§ Texte fourni:

────────────────────

BRUXELLES : Le Premier ministre britannique Boris Johnson et la présidente de la Commission européenne Ursula von der Leyen décideront dimanche d'abandonner ou non les difficiles négociations commerciales post-Brexit, après un échange téléphonique décisif à la mi-journée.
Le négociateur britannique David Frost a rencontré son homologue européen Michel Barnier dimanche matin au siège de la Commission européenne à Bruxelles, au lendemain d'ultimes négociations qui se sont achevées tard dans la nuit.
Il en est ressorti une heure et demie plus tard pour retourner à la mission diplomatique britannique, a constaté une journaliste de l'AFP.
Mme von der Leyen et M. Johnson doivent s'entretenir à la mi-journée, avant une annonce plus tard dans l'après-midi, selon Bruxelles et Londres.
Aucun scénario ne peut être écarté, entre un "no deal" catastrophique économiquement, la prolongation des discussions et même l'annonce d'un compromis - le plus improbable -, tant ces pourparlers tendus, émaillés de coups de bluff et de dates butoirs non tenues, ont été riches en rebondissements depuis leur lancement en mars.
Mais la tendance semblait négative samedi dans la soirée, une source gouvernementale britannique ayant fait savoir qu'"en l'état actuel, l'offre de l'UE (restait) inacceptable".
Londres et Bruxelles ont rivalisé de pessimisme ces derniers jours, M. Johnson estimant un échec "très, très probable", quand la chef de l'exécutif européen jugeait "faibles" les espoirs d'accord.

────────────────────

§ Extrait de données:
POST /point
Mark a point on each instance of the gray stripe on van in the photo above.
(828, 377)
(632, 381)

────────────────────

§ Exercice: D'après le texte fourni, où le négociateur britannique David Frost a-t-il rencontré Michel Barnier dimanche matin ?

§ Réponse attendue: Au siège de la Commission européenne à Bruxelles.